====== Data to process ======
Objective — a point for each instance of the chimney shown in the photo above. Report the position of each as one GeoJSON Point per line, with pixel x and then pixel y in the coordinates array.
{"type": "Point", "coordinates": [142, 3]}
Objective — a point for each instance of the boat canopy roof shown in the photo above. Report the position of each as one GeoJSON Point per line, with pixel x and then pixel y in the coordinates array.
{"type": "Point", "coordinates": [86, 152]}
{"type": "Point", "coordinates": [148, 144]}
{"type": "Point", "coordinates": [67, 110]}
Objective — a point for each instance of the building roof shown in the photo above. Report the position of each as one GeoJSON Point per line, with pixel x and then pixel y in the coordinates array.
======
### Given instruction
Reproduce all of the records above, swapping "Objective" for "Goal" wherever it occurs and leaving everything else unchanged.

### Exercise output
Goal — a point for each instance of the chimney shown in the photo above. Report the position of each as one GeoJSON Point per line, with pixel x and then pixel y in the coordinates array.
{"type": "Point", "coordinates": [142, 3]}
Goal — a point for each instance of the boat canopy roof shown in the photo above. Report the position of each as one GeoJSON Point per line, with pixel x and then pixel y in the coordinates array.
{"type": "Point", "coordinates": [86, 152]}
{"type": "Point", "coordinates": [148, 144]}
{"type": "Point", "coordinates": [67, 110]}
Goal — a point for each instance of the building roof shown in the photo above. Report the position of each as one GeoJSON Point per line, with pixel x and then pixel y in the coordinates array.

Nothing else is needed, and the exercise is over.